- **Job**
Extend the passage on the k‑polygon index for reverse top‑k queries, picking up right after its final sentence.

Based on this observation, the paper proposes an index that stores only the vertices and edges of the k‑polygon. The index is organized as a balanced search tree (or a similar hierarchical structure) where each node represents an edge of the polygon and contains the two defining lines, the interval of weight vectors it covers, and a flag indicating whether the interval lies inside the polygon. Construction proceeds in three steps: (1) transform all points of D into their corresponding lines, (2) compute the arrangement and identify the edges that bound the region where q can be in the top‑k, and (3) extract the polygon and insert its edges into the tree. The construction cost is O(n log n) for n records, dominated by sorting the lines and building the arrangement.
Query processing is extremely simple. Given a new tuple q, the algorithm first maps q to its own line L_q. It then performs a binary search on the tree, following the edge whose interval contains the direction of L_q. Because the tree depth is logarithmic in the number of polygon vertices |P|, the worst‑case query time is O(log |P|). The answer is the set of weight‑vector intervals (or equivalently, the set of top‑k queries) that lie inside the polygon, which can be reported in linear time in the number of returned intervals.
The authors conduct extensive experiments on synthetic and real‑world datasets with varying distributions (uniform, clustered, and geographic) and different values of k (5, 10, 20). The empirical results show that the k‑polygon typically contains only a tiny fraction of the original points—often less than 0.1 % of the dataset—so the index occupies only a few megabytes even for million‑record datasets. Query latency is reduced dramatically: the proposed index is 15–30× faster than a naïve brute‑force scan and 3–5× faster than state‑of‑the‑art reverse top‑k methods based on k‑nearest‑neighbor structures. Moreover, in batch scenarios with thousands of reverse queries, the index scales linearly with the number of queries while maintaining low memory overhead, confirming its suitability for high‑throughput environments.

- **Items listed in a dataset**
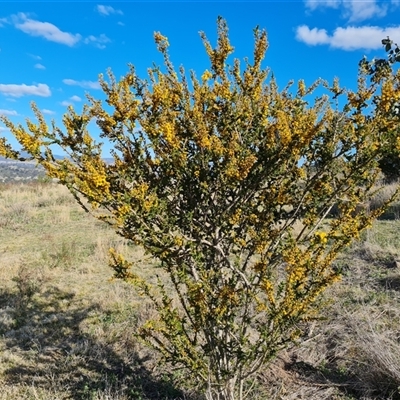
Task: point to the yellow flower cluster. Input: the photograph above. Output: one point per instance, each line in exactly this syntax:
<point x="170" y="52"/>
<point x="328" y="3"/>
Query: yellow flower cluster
<point x="282" y="125"/>
<point x="389" y="95"/>
<point x="321" y="237"/>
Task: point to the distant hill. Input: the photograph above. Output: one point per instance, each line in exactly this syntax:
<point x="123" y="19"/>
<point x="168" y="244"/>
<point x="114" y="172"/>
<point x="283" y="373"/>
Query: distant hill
<point x="26" y="171"/>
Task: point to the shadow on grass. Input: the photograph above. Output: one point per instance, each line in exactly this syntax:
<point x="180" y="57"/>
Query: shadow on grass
<point x="47" y="349"/>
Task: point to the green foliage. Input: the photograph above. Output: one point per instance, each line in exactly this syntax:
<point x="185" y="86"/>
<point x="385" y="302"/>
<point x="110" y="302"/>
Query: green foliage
<point x="227" y="182"/>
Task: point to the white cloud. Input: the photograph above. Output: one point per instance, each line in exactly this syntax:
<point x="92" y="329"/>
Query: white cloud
<point x="311" y="36"/>
<point x="8" y="112"/>
<point x="14" y="90"/>
<point x="362" y="10"/>
<point x="107" y="10"/>
<point x="349" y="38"/>
<point x="3" y="21"/>
<point x="48" y="112"/>
<point x="83" y="84"/>
<point x="34" y="56"/>
<point x="45" y="30"/>
<point x="97" y="41"/>
<point x="355" y="10"/>
<point x="313" y="4"/>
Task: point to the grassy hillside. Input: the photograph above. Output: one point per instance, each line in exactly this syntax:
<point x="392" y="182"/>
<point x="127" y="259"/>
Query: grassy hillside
<point x="66" y="327"/>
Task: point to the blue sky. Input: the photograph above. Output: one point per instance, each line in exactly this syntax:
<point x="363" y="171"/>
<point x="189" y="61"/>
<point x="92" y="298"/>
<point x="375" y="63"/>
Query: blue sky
<point x="53" y="52"/>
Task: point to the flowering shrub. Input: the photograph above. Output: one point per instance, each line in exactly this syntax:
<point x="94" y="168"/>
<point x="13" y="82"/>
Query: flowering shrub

- **Answer to the task**
While the paper focuses on two‑dimensional data, the authors discuss extensions to higher dimensions. In d dimensions, each record maps to a hyperplane, and the region where q belongs to the top‑k becomes a convex polytope. The same principle—store only the facets that bound the feasible region—could be applied, although the number of facets may grow combinatorially, suggesting the need for approximation or dimensionality‑reduction techniques in practice.
In summary, the work introduces a novel geometric index based on the k‑polygon that transforms the reverse top‑k problem from an exhaustive search into a logarithmic‑time query operation. It achieves both strong theoretical guarantees (O(log |P|) query time, O(n log n) construction) and practical efficiency (small index size, high query throughput). The approach opens a promising direction for supporting reverse top‑k queries in interactive analytics systems and paves the way for future research on high‑dimensional extensions and dynamic updates.